● Instructions to follow:
Rewrite as a Markdown table with the columns Row and Entry only the rows that begin at the one containing "Category: parked car" and run through the final row. Number each row and leave out blank lines.
══ Available data
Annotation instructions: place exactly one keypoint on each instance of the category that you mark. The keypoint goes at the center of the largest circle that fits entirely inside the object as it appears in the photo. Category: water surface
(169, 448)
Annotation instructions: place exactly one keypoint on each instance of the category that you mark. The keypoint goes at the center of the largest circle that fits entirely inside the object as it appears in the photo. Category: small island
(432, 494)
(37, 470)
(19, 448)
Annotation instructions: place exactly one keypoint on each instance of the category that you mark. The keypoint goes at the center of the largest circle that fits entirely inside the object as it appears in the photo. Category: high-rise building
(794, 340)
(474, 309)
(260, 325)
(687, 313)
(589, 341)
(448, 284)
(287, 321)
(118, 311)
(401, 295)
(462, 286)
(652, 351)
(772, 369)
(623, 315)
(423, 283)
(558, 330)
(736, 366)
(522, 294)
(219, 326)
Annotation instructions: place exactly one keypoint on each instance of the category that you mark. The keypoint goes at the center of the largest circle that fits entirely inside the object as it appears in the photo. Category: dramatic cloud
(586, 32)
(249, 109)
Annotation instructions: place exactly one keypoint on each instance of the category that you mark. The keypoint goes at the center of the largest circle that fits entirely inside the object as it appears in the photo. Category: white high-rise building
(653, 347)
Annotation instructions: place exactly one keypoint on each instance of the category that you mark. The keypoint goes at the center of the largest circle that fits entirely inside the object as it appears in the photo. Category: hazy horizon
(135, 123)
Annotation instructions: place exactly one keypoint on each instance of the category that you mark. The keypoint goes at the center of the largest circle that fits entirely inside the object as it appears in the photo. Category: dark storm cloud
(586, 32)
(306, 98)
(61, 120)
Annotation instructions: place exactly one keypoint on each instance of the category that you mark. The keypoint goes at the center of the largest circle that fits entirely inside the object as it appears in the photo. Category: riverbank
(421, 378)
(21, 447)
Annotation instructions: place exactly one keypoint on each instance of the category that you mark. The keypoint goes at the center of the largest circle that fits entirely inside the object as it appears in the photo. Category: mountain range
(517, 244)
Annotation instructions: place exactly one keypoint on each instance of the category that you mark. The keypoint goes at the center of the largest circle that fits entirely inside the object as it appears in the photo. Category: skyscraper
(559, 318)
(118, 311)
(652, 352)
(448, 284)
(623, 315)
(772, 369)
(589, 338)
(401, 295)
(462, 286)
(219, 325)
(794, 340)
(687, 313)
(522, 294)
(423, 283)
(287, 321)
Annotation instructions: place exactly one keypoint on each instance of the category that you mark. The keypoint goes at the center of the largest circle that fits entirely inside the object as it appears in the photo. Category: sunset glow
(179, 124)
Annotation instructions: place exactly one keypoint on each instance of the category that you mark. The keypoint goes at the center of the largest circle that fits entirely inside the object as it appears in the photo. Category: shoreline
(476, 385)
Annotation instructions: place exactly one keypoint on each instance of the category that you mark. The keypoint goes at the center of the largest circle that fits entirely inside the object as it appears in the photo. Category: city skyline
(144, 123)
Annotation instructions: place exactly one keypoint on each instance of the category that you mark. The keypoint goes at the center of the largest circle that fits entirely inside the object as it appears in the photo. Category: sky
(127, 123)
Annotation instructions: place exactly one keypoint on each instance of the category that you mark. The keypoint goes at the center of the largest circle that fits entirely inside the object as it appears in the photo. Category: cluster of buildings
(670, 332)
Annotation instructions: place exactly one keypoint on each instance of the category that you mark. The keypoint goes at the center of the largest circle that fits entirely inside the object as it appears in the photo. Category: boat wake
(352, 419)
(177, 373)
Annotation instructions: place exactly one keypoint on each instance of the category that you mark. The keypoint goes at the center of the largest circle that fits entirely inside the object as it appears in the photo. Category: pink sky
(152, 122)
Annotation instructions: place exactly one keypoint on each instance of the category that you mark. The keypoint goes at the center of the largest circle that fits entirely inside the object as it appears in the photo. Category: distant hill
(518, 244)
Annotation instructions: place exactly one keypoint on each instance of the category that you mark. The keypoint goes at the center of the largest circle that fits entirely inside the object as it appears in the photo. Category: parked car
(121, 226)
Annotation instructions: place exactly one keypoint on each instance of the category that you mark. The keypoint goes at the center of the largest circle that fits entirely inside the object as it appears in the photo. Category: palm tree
════
● Complete output:
| Row | Entry |
|---|---|
| 1 | Annotation instructions: place exactly one keypoint on each instance of the category that you mark. The keypoint goes at the center of the largest circle that fits entirely inside the object as it appears in the photo. Category: parked car |
| 2 | (121, 226) |
| 3 | Annotation instructions: place exactly one keypoint on each instance of the category that you mark. The keypoint goes at the center of the largest circle that fits entirely inside the object as it appears in the photo. Category: palm tree |